REQUIREMENT
Could you swap "innermost point" for "central point" throughout the lines below, keeping everything else unchanged and leaving the pictures out of your reply?
######
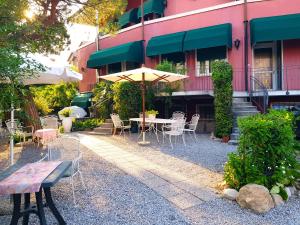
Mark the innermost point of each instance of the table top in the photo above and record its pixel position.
(153, 120)
(50, 181)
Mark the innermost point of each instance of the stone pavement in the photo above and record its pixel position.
(190, 186)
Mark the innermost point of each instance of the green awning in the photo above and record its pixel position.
(128, 17)
(152, 6)
(165, 44)
(275, 28)
(82, 100)
(129, 52)
(219, 35)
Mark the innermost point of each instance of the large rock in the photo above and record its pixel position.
(277, 199)
(255, 197)
(230, 194)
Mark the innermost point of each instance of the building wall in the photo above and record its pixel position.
(226, 14)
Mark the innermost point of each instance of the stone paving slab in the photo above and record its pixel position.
(177, 181)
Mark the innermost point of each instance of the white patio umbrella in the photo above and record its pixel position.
(142, 75)
(53, 75)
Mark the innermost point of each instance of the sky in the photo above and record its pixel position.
(78, 33)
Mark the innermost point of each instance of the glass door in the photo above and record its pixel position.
(265, 65)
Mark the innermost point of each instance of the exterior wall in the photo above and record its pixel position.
(206, 17)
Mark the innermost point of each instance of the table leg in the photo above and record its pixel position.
(40, 207)
(26, 206)
(52, 207)
(16, 211)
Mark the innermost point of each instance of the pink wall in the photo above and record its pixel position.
(291, 64)
(233, 15)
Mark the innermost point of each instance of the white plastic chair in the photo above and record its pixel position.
(119, 124)
(15, 127)
(192, 125)
(176, 130)
(67, 148)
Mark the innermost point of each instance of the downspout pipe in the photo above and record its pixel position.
(246, 60)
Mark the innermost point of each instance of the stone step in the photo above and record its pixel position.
(107, 125)
(233, 142)
(101, 130)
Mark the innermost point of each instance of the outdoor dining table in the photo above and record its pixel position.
(155, 122)
(6, 185)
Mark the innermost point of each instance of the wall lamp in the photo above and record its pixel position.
(237, 43)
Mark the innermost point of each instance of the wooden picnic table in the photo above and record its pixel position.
(58, 173)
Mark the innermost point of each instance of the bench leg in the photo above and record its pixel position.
(52, 207)
(26, 206)
(40, 207)
(16, 211)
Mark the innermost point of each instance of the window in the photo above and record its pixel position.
(205, 57)
(177, 58)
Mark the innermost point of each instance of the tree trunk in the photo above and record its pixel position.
(33, 118)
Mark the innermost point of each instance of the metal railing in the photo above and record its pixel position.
(258, 94)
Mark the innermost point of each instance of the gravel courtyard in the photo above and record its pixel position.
(113, 196)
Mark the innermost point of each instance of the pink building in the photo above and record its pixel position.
(195, 32)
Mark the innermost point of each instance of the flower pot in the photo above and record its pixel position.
(67, 124)
(151, 116)
(225, 139)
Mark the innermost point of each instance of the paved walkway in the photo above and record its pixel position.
(190, 186)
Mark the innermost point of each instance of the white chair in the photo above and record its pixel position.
(119, 124)
(15, 127)
(192, 125)
(178, 115)
(67, 148)
(176, 130)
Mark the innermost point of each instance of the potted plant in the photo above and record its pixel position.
(67, 120)
(152, 114)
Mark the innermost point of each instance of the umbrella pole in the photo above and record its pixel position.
(11, 146)
(143, 142)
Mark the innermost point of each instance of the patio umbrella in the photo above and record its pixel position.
(142, 75)
(54, 75)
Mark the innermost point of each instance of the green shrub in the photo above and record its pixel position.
(266, 154)
(222, 81)
(86, 124)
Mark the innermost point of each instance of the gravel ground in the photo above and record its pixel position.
(113, 197)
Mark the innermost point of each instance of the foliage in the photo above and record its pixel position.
(86, 124)
(49, 98)
(103, 97)
(152, 112)
(66, 112)
(127, 99)
(266, 153)
(222, 81)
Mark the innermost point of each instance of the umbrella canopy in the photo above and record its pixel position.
(151, 75)
(54, 75)
(142, 75)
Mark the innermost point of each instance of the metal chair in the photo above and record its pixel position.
(176, 130)
(119, 124)
(192, 125)
(15, 127)
(68, 148)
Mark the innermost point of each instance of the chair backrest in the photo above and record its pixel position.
(178, 126)
(178, 115)
(13, 125)
(116, 120)
(49, 122)
(194, 122)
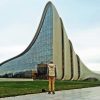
######
THE COMPLETED TASK
Mark the central point of each instance of the table top in the photo above and record its pixel position.
(153, 120)
(50, 181)
Mark the central point of each instance of the stone pavement in the photo above and record its pixel position.
(190, 186)
Mark the central point of each instance of the green awning in the photo above and record its pixel position.
(128, 17)
(152, 6)
(165, 44)
(275, 28)
(82, 100)
(129, 52)
(219, 35)
Mark the central point of each instance of the large rock in the photo above and record its pixel position.
(277, 199)
(255, 197)
(230, 194)
Mark the central point of each instance of the building wall in the photo above and record its pixel position.
(226, 14)
Mark the central point of each instance of the stone paving slab in the photo above and record its pixel position.
(177, 181)
Mark the central point of each instance of the white patio umbrella in the photo above and record its pixel position.
(142, 75)
(53, 75)
Mark the central point of each instance of the sky in the photo above and record its pixel position.
(78, 33)
Mark the central point of each instance of the glass door in the photo above and record its pixel position.
(265, 65)
Mark the central point of each instance of the exterior wall in the photo above and record its pixel position.
(206, 17)
Mark the central point of each instance of the table leg in the photo above and record its pixel position.
(40, 207)
(26, 206)
(52, 207)
(16, 211)
Mark the central point of each instance of the pink wall in the photo above and record its pixel position.
(291, 64)
(233, 15)
Mark the central point of each instance of the white plastic chair in the photo above and record its pixel position.
(119, 124)
(15, 127)
(192, 125)
(176, 130)
(67, 148)
Mark the central point of each instance of the downspout pipe in the photo above and record its pixel position.
(246, 60)
Mark the central point of each instance of the stone step in the photo above and record its pixel position.
(107, 125)
(233, 142)
(101, 130)
Mark the central point of each instance of the outdoor dining table in the photo above and record its pixel position.
(155, 122)
(6, 185)
Mark the central point of each instance of the wall lamp in the photo above and record its pixel position.
(237, 43)
Mark the central point of each instance of the wooden picnic table in the photo above and record its pixel position.
(58, 173)
Mark the central point of each instance of the bench leg in the photo above and record its pixel position.
(52, 207)
(26, 206)
(40, 207)
(16, 211)
Mark the central point of each instance of the window in the photo above and record its pixel position.
(205, 57)
(177, 58)
Mark the central point of each instance of the tree trunk in the photo above and record its pixel position.
(33, 118)
Mark the central point of each instance of the metal railing in the photo above and record its pixel position.
(258, 94)
Mark the central point of each instance of the gravel courtyard in the photo above and record its pixel position.
(113, 196)
Mark the central point of each instance of the pink building in the photo above and record its pixel position.
(195, 32)
Mark the central point of each instance of the flower pot in the photo above and record its pixel position.
(67, 124)
(151, 116)
(225, 139)
Mark the central point of each instance of the paved walkway in the photo above and record its pixel position.
(190, 186)
Mark the central point of each instance of the white chair in the photo above and record its pixel position.
(119, 124)
(15, 127)
(192, 125)
(178, 115)
(67, 148)
(176, 130)
Mark the central point of each instance of the potted plant in the photo above and record its pixel position.
(67, 120)
(152, 114)
Mark the central point of each instance of the umbrella pole in the photo above and record its pixel position.
(11, 146)
(143, 142)
Mark the central point of each instance of the patio umbrella in the photo above and record its pixel position.
(142, 75)
(54, 75)
Mark the central point of each instance of the green shrub in the photo above and record its pixel position.
(266, 154)
(222, 81)
(86, 124)
Mark the central point of each instance of the gravel ground in the photo above and record its pixel position.
(113, 197)
Mark the central point of each instance of the foliage in the photo above and record its pixel position.
(86, 124)
(49, 98)
(103, 97)
(152, 112)
(66, 112)
(127, 99)
(266, 153)
(222, 81)
Mark the central point of each instance of the umbrella canopy in the photo above and record its pixel position.
(151, 75)
(54, 75)
(142, 75)
Mark the central point of each instance of the metal chair in the photo above and record its pixel position.
(176, 130)
(119, 124)
(192, 125)
(15, 127)
(68, 148)
Mark the central point of each instance of the chair backrest in the photo above and record its pixel position.
(178, 126)
(178, 115)
(13, 125)
(116, 120)
(49, 122)
(194, 122)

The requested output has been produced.